■ Written problem: Reproduce every one of the lines below word for word, leaving the pictures out of your answer.

■ Dataset records:
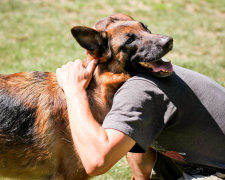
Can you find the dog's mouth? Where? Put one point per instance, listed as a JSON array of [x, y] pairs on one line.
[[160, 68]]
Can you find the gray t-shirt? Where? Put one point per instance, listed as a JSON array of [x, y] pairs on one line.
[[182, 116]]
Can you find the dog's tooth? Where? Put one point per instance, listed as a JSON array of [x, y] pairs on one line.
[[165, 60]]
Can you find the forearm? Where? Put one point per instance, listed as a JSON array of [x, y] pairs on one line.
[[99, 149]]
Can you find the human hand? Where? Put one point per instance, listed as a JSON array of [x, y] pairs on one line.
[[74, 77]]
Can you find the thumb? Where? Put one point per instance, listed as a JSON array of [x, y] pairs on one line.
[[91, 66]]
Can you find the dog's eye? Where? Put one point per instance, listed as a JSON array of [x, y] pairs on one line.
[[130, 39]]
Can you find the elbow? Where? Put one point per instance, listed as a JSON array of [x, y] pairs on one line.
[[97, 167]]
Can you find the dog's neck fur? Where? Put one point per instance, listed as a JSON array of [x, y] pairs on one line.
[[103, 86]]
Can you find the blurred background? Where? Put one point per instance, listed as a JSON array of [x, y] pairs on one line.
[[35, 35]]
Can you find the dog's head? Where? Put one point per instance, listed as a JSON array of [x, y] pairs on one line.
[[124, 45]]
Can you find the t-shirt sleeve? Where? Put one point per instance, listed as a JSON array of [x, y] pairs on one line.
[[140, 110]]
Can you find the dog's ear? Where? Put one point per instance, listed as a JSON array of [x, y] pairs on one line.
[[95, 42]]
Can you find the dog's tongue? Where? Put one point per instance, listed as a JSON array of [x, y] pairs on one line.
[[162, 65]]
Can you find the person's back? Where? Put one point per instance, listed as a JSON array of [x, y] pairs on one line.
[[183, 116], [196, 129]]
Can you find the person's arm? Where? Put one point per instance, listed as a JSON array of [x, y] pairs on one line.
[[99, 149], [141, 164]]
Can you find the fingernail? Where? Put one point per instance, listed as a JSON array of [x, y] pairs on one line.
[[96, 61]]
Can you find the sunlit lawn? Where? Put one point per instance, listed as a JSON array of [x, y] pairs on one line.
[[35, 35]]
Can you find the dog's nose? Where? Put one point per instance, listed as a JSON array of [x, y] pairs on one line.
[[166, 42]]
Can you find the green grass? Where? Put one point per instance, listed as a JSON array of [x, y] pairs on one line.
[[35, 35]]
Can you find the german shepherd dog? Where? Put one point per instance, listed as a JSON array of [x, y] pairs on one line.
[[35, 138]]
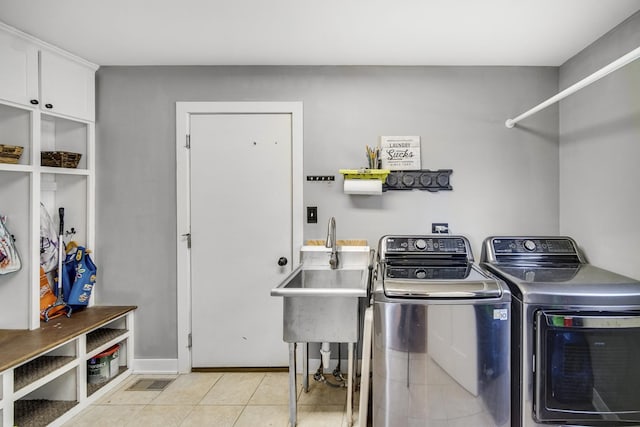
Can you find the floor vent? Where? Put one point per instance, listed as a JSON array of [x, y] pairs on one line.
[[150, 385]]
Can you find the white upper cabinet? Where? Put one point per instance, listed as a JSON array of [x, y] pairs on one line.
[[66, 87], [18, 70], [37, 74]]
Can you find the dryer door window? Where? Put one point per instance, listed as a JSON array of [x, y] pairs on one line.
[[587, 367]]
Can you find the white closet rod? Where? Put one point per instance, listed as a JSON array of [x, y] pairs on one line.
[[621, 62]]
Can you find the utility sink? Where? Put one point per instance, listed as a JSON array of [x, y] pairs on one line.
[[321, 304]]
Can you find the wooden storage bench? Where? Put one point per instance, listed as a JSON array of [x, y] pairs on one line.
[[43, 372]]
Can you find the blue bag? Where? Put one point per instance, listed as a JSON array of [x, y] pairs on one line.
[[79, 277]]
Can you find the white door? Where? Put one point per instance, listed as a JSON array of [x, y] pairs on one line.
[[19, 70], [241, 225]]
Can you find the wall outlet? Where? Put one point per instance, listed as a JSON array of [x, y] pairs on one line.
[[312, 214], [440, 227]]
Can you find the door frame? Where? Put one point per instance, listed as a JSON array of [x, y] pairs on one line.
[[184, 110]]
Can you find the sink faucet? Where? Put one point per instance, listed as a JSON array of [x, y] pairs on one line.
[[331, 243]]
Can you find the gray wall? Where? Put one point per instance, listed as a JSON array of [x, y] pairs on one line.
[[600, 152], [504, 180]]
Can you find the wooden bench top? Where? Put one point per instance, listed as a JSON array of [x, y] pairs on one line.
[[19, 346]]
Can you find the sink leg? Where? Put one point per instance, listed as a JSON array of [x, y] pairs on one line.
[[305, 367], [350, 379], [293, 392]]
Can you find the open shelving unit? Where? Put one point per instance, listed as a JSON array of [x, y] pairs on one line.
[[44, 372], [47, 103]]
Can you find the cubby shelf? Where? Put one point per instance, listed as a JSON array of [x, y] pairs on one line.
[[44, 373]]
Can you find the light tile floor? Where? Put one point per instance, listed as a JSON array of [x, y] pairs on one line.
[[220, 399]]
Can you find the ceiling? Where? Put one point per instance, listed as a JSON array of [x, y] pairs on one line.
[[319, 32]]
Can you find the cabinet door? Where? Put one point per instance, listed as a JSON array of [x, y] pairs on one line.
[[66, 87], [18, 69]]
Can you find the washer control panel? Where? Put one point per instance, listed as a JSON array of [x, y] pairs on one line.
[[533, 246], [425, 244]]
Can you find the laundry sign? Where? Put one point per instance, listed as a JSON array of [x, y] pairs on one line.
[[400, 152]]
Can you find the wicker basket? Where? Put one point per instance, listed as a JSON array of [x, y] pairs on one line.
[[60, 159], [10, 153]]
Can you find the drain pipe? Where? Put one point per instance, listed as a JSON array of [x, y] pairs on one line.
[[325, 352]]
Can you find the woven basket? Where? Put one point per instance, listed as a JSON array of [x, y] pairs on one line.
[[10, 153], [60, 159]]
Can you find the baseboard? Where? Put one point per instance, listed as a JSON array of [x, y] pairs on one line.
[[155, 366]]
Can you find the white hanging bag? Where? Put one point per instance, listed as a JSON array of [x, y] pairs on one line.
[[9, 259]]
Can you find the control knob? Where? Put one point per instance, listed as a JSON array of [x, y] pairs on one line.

■ In response:
Can you find the dog's mouth? Where? Put one point per instance, listed as a JSON array of [x, y] pairs on one line.
[[160, 68]]
Can you find the gray t-shirt? Where? Put one point per instance, listed as a JSON array of [x, y] pairs on one line.
[[182, 116]]
Can you find the dog's tooth? Where? Put one point per instance, listed as a JSON array of [x, y] pairs on one line.
[[165, 60]]
Can you find the forearm? Where? Put one point per instance, listed as a JSON array of [x, y] pairs on one line.
[[99, 149]]
Can you find the human hand? Where? Put one point per instance, listed as a JSON array of [x, y] pairs on one line.
[[74, 77]]
Can you find the thumb? Where? Put one point per instance, listed as a JSON array of [x, y] pairs on one line.
[[91, 66]]
Can you find the dog's eye? Where? Put one point per instance, listed as a JSON array of [x, y] pairs on one line.
[[130, 39]]
Can you find the elbow? Where? Put one point per instance, listed as a JSON array of [x, y] pairs on one line.
[[97, 167]]
Can you find the dog's neck fur? Where? Put one point per instance, listed as a JSON array of [x, y] pairs on one line.
[[103, 86]]
Can you find the blurred background? Where? Put one point per instance, listed as a JSON array of [x, y] pairs on one line.
[[35, 35]]
Can you find the dog's head? Where? Put one point per instance, listed as a JSON array of [x, y] pairs on one line.
[[124, 45]]
Can you find the t-shirt sleeve? Where? Put one point per instance, listed as a JSON array of [x, y] pairs on one line.
[[140, 110]]
Can you find the dog's ear? Where? Put one point per instance, listed as a JSON array of [x, y] pairs on one line.
[[95, 42]]
Can you find the dog's tongue? Where? Put one point per instance, listed as a JSON array of [x, y] pairs on one line.
[[162, 65]]
Can you find the person's back? Where? Put one point per instance, listed as a JSON array of [x, y] pairs on one line.
[[183, 116], [196, 129]]
Can you find the person's arm? Where? Put one point per instance, listed as a JSON array of [x, y] pairs on one line.
[[99, 149], [141, 164]]
Can you find the fingernail? Where? Put one point per instance, listed as a JSON array of [x, y] pairs on one line.
[[96, 61]]
Can you find the sunlit lawn? Where? Put one point per instance, listed as a JSON array of [x, y] pairs on one line.
[[35, 35]]
Can you find the dog's nose? Where? Put one point per instance, listed as a JSON array of [x, y] pairs on one line.
[[166, 42]]
Can you find the green grass? Where? Put one point per instance, listed as a JSON array of [x, y] pairs on one line.
[[35, 35]]
Can you find the german shepherd dog? Where? Put one point per instance, listed as a JSON array of [x, y] pairs on one line.
[[35, 138]]
Can you find the floor vent? Where? Put one point per instance, listed as a JSON array of [x, y] pairs on one line.
[[150, 385]]
Can you find the white upper cabinet? Where? Put one point per instance, listed as a JSON array of [x, y] pairs on one line.
[[66, 87], [18, 70], [37, 74]]
Can you find the dryer door window? Where? Put one point per instance, listed as a JSON array of [x, y] pairs on one line.
[[587, 367]]
Can you find the white closet rod? Where? Put one point per instance, listed as a JSON array of [x, y] pairs on one line.
[[621, 62]]
Can you find the utility sink? Where? Put one point per instance, listed as a JSON array of [x, y] pairs on one line.
[[321, 304]]
Can you find the wooden storage bench? Where? Put one point per instance, listed as a JSON array of [x, y] pairs on one line.
[[43, 372]]
Can you find the blue bag? Where? Put one point per instance, listed as a JSON array of [x, y] pairs on one line.
[[79, 277]]
Can you find the white door? Where? Put one point per instance, listed as a JSON array of [x, y] pairs on one line.
[[19, 70], [241, 225]]
Can you find the wall outlet? Where? Put one point per instance, listed as a JSON array of [x, y] pairs on one line.
[[312, 214], [440, 227]]
Can you find the door frame? Where? Put one point per instance, listed as a JSON array of [x, y] pairs on one line.
[[184, 110]]
Can you find the sink faucet? Where? Put one point per instance, listed as a JSON array of [x, y] pairs on one line.
[[331, 243]]
Can you find the gray wall? Where? Put one point per instance, listed as a JSON array of [x, y] pairs on one line.
[[600, 152], [504, 180]]
Can you find the wooden bench top? Where? Put one point per instance, listed as a JSON array of [x, y] pairs on one line.
[[19, 346]]
Can you find the sink leg? Where? Put one point per instance, listed as a JSON array of [x, y] pairs on one line.
[[305, 367], [350, 379], [293, 392]]
Can you find the open shelving unit? Where? Put one point per instance, listed as a JSON array of [x, y] pairs on one line.
[[44, 372], [47, 103]]
Can you find the cubby shelf? Where? Put one point per instance, listed as a JSON array of [x, y] pairs on one line.
[[44, 373]]
Can you find the light tile floor? Where? Put one point per instance, listed as a JSON array of [x, y] pairs on one line.
[[220, 399]]
Can you find the ceiling? Where? Put one point per instance, listed as a JSON array of [x, y] pairs on one line.
[[319, 32]]
Can you find the cabinet door? Where? Put one point per instance, listed as a JSON array of [x, y] pairs on one line.
[[66, 87], [18, 69]]
Can you find the washer control panel? Where? Put one point per instance, listed as a JSON array of [x, y] pairs on one line.
[[533, 246], [425, 244]]
Can you find the laundry sign? Where? Put one point per instance, listed as a JSON array of [x, y] pairs on one line.
[[400, 152]]
Can you find the wicker basket? Where? Put one point per instance, listed as a JSON array of [x, y] pairs on one line.
[[60, 159], [10, 153]]
Can you find the drain pipe? Where? Put one point per instance, listed as a JSON array of [x, y] pairs on one line.
[[325, 352]]
Can you find the woven basket? Where? Put one point per instance, listed as a JSON array of [x, y] pairs on one line.
[[10, 153], [60, 159]]
Can you find the baseboard? Where? Put one point per instance, listed as a JSON array of [x, y] pairs on one line.
[[155, 366]]
Can you find the white hanging bag? Where? Put one point per instance, listed as a JSON array of [x, y] pairs on one line.
[[9, 259]]
Can you find the control knob? Where? Put one point per instance, listed as a JSON array of [x, y] pairs on one line.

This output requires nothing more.